▸ WORK TO COMPLETE: Copy the portion of the passage about Haitian officials and dual nationality, starting with "On Jan. 24, Sen." and going on through "nationality investigations overseas.".

>> start SOURCE PASSAGE

The confirmation that senior Haitian officials hold foreign nationality lends growing credence to a leading senator’s charge that Haitian President Michel Martelly is a U.S. citizen and hence illegally in power.

Two weeks ago, Sen. Moïse Jean Charles submitted what he called “irrefutable” evidence to a special Senate Select Committee that Martelly and 38 other high government officials hold dual, and sometimes triple, nationalities.

On Jan. 24, Sen. Joseph Lambert, the Commission’s president, announced in a press conference that the Commission has confirmed dual nationality for two of the 10 cases it has investigated to date. However, Lambert has so far refused to release the names of dual citizenship officials, saying his commission would proceed “impartially” and “without emotion.” He said arrangements have been made to continue the nationality investigations overseas.

The Senate inquiry threatens to create a political crisis which may force President Martelly, his Prime Minister Garry Conille, and other ministers to step down. If the charges against him prove true, it means that candidate Martelly lied to election officials about holding dual citizenship, which current Haitian law explicitly forbids for a high elected official.

>> end SOURCE PASSAGE
>> start STORED ROWS

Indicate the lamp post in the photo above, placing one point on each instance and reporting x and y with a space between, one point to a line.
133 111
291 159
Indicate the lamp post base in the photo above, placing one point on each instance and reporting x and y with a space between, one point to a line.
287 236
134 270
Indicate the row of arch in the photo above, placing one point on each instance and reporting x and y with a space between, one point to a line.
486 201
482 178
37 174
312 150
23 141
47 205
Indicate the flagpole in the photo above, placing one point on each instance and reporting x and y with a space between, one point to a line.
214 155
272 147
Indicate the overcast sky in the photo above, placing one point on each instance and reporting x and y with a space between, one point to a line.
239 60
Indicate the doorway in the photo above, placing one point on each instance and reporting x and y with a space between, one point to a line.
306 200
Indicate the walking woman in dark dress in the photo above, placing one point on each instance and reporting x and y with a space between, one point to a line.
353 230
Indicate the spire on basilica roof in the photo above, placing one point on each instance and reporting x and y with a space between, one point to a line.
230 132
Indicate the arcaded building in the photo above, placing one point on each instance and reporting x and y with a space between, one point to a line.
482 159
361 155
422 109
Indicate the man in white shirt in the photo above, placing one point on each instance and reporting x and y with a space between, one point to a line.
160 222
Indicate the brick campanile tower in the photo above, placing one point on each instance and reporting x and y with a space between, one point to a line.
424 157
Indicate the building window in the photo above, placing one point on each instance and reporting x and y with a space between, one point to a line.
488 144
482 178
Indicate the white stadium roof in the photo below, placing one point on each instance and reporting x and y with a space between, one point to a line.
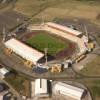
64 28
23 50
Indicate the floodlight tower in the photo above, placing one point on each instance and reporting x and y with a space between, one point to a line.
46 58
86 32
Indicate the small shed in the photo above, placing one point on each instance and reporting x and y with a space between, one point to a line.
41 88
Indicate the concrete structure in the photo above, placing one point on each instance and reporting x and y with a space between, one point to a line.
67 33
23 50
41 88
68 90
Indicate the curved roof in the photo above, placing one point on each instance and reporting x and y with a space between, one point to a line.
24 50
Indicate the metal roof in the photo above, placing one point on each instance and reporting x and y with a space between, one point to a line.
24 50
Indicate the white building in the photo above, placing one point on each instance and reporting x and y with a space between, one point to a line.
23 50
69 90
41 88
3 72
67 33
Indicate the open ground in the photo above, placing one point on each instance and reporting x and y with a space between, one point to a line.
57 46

>> end STORED ROWS
>> start STORED ROWS

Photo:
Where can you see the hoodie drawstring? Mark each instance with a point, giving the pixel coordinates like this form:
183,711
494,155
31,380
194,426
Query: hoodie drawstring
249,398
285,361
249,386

>> end STORED ROWS
>> start STORED ROWS

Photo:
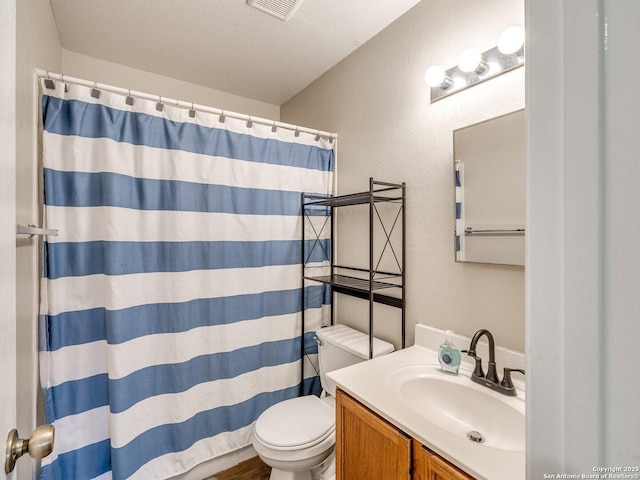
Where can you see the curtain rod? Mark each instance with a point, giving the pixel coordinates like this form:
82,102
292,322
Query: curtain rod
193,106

>> end STORED ROWS

▸ RESULT BELOW:
On Jan. 24, Sen. Joseph Lambert, the Commission’s president, announced in a press conference that the Commission has confirmed dual nationality for two of the 10 cases it has investigated to date. However, Lambert has so far refused to release the names of dual citizenship officials, saying his commission would proceed “impartially” and “without emotion.” He said arrangements have been made to continue the nationality investigations overseas.